═════ PASSAGE

404. multitasking

Multitasking

Both Amdahl’s Law and Gustafson’s Law formalise the limits on parallel speedup. The former says that if a fraction $f$ of a program is sequential, the maximum speedup is $\lim_{p \to \infty} 1/(f + (1-f)/p) = 1/f$, so even 5% sequential code caps speedup at maximum of 20×. The latter counters that problem size often scales with available processors, making parallelisation more effective in practice.

I

1.1. Concurrency and Parallelism

Concurrency is the logical simultaneity of multiple tasks making progress through interleaved execution. Parallelism is physical simultaneity, where multiple tasks execute at the exact same instant on different processing units. Parallelism requires hardware support and is a subset of concurrency, while modern systems combine both: concurrently scheduling threads and processes across parallel cores.

══════════

● **INSTRUCTIONS TO FOLLOW**
Reproduce the multitasking text between "Concurrency is the" and "across parallel cores.", inclusive, switching "interleaved" to "alternating".

═════ DATA ENTRIES

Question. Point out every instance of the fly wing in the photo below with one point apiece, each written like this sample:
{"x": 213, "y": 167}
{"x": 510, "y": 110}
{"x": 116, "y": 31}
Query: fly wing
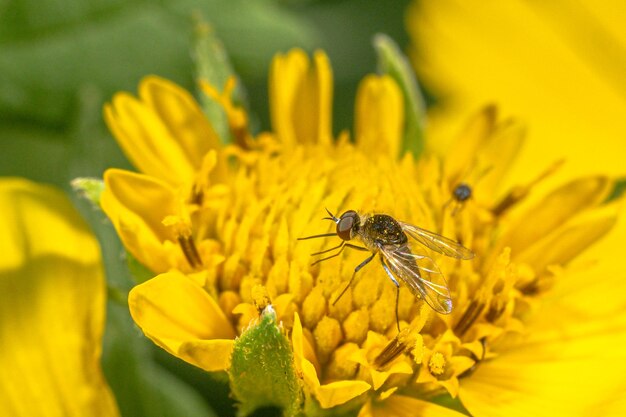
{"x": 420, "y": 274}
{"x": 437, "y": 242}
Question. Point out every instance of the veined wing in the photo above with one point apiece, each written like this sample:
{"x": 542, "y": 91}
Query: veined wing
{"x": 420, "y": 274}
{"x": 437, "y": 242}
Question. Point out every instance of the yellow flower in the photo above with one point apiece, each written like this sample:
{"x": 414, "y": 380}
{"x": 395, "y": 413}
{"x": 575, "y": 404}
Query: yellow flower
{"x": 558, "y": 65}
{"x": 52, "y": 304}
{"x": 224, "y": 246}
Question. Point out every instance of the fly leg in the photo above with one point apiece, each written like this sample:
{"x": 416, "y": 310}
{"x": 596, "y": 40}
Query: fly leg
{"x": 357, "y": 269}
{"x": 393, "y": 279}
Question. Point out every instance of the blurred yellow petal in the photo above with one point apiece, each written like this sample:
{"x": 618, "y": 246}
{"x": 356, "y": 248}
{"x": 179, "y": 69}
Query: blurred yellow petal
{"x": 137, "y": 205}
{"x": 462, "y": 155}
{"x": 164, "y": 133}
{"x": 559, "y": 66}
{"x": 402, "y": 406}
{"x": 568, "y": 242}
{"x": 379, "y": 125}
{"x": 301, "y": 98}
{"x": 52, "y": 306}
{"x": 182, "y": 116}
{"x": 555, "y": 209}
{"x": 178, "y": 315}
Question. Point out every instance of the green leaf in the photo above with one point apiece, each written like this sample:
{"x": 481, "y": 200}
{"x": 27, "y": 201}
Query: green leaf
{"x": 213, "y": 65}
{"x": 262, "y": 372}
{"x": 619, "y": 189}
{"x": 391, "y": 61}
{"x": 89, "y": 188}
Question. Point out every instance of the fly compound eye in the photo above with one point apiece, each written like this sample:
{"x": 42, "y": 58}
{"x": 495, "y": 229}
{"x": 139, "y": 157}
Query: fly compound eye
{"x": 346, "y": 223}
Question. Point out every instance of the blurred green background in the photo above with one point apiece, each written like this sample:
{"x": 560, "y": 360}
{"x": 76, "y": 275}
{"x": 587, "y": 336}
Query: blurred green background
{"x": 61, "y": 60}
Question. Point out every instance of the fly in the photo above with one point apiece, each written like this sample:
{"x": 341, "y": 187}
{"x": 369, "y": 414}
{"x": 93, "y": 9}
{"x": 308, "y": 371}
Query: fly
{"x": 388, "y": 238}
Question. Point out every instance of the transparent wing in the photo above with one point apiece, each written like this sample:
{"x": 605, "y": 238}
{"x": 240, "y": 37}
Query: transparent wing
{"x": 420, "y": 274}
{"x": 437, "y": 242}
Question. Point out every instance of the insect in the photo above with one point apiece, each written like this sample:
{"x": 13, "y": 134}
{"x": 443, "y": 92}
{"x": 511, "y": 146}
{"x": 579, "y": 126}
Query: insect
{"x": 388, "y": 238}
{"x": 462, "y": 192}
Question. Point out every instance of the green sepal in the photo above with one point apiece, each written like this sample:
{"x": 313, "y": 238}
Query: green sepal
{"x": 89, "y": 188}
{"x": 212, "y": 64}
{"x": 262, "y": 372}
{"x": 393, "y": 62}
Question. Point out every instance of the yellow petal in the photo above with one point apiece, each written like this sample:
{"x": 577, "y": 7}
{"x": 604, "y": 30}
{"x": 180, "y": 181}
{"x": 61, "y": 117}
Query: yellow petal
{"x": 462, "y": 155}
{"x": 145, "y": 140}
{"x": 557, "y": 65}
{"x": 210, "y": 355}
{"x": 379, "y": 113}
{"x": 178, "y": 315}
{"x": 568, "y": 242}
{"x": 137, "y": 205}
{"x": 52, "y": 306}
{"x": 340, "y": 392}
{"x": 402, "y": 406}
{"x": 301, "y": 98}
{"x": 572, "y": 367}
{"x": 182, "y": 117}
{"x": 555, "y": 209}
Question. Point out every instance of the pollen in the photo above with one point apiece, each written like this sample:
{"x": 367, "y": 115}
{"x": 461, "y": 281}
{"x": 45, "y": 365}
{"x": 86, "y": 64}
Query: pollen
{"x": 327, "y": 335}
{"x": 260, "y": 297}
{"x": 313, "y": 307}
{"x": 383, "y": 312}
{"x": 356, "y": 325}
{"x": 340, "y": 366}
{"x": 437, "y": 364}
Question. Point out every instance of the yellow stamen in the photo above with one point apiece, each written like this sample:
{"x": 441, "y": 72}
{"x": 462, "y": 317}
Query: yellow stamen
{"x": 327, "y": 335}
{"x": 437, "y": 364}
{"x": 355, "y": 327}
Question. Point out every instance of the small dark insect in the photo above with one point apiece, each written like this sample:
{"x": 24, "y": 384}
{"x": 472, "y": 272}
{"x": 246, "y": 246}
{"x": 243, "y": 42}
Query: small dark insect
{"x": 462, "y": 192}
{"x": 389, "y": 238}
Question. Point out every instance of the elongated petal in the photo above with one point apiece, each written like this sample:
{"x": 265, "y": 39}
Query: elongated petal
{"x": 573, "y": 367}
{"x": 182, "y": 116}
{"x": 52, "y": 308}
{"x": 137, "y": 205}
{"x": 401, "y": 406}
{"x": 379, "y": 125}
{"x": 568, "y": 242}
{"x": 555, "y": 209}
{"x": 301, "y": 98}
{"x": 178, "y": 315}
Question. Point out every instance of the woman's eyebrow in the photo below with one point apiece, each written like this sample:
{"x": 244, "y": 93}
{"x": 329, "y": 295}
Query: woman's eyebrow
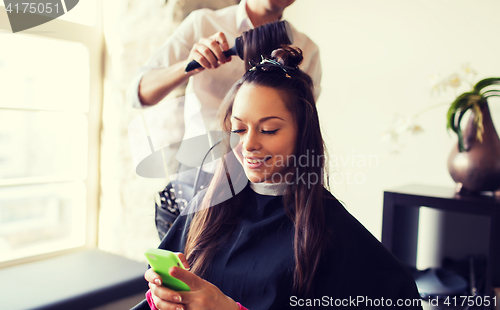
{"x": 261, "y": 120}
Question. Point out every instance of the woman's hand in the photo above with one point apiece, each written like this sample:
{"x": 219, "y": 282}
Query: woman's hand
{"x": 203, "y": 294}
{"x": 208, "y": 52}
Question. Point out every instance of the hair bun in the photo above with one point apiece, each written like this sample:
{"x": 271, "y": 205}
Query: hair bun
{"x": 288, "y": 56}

══════════
═════ DATA ENTRIES

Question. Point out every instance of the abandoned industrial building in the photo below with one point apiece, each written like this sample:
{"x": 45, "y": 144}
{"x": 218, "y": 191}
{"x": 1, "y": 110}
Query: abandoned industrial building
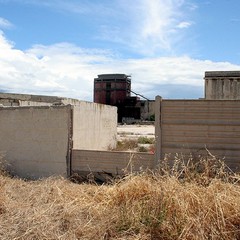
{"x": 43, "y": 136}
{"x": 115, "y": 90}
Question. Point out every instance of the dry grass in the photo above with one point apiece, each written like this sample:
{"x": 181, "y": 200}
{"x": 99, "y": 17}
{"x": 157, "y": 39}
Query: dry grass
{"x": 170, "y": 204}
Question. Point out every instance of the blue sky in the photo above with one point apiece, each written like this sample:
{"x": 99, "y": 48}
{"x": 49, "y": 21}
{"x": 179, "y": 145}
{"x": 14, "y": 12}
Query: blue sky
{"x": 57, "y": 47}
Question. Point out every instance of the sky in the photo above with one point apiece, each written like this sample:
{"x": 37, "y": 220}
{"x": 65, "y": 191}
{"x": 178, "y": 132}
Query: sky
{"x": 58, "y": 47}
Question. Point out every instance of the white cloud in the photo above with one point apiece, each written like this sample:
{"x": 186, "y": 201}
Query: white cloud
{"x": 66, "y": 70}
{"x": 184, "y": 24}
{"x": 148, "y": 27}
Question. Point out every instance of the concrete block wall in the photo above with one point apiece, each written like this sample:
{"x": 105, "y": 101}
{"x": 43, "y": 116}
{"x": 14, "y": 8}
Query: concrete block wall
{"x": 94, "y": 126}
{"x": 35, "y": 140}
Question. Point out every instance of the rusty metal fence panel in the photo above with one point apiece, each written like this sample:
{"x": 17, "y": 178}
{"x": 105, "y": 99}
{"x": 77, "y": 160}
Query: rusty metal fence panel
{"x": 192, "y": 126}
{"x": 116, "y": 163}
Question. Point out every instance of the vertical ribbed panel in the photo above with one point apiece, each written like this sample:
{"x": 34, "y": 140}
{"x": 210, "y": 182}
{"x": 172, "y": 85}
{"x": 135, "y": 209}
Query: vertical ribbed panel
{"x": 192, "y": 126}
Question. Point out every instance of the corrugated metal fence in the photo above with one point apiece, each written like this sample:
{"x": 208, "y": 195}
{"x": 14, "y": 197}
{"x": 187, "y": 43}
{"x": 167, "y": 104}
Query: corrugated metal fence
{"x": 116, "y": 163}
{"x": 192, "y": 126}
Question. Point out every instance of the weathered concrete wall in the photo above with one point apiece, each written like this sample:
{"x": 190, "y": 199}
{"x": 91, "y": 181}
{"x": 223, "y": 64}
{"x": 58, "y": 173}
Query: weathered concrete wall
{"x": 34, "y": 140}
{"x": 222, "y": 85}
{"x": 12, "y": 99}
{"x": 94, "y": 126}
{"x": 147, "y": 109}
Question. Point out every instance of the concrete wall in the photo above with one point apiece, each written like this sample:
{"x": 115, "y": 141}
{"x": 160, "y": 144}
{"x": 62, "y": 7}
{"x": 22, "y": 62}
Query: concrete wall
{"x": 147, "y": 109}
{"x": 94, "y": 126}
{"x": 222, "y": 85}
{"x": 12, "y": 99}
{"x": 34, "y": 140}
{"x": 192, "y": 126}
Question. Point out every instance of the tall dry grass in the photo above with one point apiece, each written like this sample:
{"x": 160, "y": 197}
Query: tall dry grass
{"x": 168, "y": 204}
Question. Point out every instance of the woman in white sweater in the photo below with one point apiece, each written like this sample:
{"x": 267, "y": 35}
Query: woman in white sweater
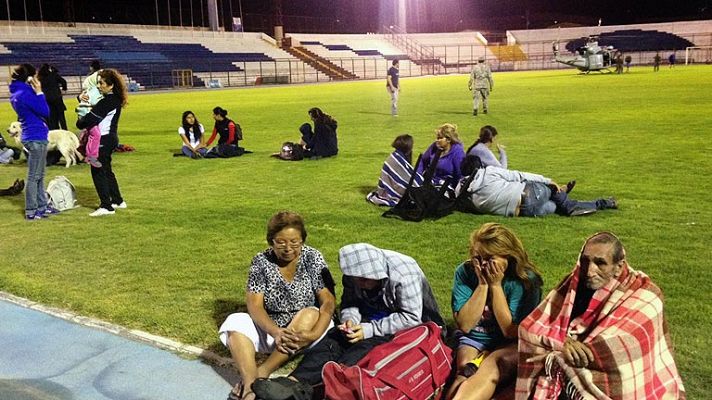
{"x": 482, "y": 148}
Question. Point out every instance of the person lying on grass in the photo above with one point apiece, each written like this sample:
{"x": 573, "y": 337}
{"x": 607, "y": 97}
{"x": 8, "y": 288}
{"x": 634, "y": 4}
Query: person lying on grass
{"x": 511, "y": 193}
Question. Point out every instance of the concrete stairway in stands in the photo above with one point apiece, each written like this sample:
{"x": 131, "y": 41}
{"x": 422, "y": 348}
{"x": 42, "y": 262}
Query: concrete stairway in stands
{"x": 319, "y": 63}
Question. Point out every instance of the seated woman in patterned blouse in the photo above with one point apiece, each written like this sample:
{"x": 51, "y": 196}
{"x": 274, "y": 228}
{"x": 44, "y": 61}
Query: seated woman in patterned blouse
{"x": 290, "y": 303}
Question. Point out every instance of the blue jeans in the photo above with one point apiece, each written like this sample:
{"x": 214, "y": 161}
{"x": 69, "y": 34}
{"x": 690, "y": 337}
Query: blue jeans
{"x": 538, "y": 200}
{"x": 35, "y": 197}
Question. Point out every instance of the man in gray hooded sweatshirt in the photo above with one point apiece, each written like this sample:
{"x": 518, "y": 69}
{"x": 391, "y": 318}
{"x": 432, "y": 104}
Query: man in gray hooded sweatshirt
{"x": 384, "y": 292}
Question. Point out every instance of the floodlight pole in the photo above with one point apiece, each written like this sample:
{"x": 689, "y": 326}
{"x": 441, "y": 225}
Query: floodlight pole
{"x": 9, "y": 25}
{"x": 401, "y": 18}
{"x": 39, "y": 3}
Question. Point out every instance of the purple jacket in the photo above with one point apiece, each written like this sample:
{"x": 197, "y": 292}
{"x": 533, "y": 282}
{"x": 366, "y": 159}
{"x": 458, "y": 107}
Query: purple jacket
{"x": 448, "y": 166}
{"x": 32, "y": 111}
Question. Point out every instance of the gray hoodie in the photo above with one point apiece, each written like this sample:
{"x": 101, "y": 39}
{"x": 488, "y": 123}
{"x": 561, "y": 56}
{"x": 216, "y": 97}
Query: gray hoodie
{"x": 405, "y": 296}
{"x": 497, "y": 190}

══════════
═════ DATA ENTRIES

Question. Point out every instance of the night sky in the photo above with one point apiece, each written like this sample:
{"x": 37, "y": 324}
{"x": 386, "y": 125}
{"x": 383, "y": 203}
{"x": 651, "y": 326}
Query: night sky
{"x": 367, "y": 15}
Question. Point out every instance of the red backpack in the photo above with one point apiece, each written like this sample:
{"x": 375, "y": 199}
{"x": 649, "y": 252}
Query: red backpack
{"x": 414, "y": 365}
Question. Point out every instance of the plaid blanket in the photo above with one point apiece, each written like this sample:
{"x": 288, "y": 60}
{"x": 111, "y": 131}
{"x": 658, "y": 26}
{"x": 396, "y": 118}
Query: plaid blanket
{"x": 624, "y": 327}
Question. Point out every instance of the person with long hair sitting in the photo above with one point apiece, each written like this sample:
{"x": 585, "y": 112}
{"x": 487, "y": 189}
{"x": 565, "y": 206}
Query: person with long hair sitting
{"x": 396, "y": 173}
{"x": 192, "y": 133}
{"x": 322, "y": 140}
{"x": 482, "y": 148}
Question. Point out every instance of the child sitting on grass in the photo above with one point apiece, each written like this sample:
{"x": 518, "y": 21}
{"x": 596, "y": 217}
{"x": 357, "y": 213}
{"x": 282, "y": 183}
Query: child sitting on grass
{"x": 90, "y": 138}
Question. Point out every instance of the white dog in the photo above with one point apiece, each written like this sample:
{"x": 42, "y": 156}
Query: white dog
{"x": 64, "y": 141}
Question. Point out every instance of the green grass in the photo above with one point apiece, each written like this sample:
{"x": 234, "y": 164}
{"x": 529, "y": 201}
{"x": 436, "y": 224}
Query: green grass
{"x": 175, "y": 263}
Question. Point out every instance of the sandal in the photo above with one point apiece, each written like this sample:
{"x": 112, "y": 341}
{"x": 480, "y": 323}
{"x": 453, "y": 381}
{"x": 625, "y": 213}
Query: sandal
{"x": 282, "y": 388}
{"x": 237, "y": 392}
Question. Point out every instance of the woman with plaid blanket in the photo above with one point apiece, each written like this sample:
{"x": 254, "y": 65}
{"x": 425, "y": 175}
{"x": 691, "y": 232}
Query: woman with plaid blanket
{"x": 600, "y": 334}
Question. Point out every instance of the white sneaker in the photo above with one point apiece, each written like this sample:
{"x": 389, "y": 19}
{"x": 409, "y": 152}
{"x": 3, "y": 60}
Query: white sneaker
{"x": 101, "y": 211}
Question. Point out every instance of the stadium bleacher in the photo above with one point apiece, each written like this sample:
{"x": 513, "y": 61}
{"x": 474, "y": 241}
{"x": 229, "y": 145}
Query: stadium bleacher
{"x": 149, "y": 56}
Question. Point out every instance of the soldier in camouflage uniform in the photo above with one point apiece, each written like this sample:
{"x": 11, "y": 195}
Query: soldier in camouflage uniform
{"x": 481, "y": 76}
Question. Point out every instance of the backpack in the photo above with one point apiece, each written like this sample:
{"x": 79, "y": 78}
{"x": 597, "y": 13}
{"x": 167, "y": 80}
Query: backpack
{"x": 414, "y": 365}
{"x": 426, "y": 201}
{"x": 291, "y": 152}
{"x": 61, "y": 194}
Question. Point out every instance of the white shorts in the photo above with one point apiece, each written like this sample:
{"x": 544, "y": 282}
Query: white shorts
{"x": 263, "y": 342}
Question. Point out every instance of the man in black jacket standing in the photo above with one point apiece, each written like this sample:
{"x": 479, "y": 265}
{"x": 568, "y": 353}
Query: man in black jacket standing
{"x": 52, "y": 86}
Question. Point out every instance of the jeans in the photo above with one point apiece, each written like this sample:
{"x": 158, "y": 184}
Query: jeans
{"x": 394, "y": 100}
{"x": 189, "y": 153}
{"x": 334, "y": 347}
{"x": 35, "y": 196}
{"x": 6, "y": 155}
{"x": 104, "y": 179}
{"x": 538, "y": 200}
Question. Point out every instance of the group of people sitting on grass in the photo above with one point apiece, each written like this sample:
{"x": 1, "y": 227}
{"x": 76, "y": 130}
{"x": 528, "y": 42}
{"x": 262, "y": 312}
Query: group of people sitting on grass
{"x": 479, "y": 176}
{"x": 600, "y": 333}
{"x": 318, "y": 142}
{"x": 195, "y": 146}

══════════

● **SOLVED EXERCISE**
Concurrency is the logical simultaneity of multiple tasks making progress through alternating execution. Parallelism is physical simultaneity, where multiple tasks execute at the exact same instant on different processing units. Parallelism requires hardware support and is a subset of concurrency, while modern systems combine both: concurrently scheduling threads and processes across parallel cores.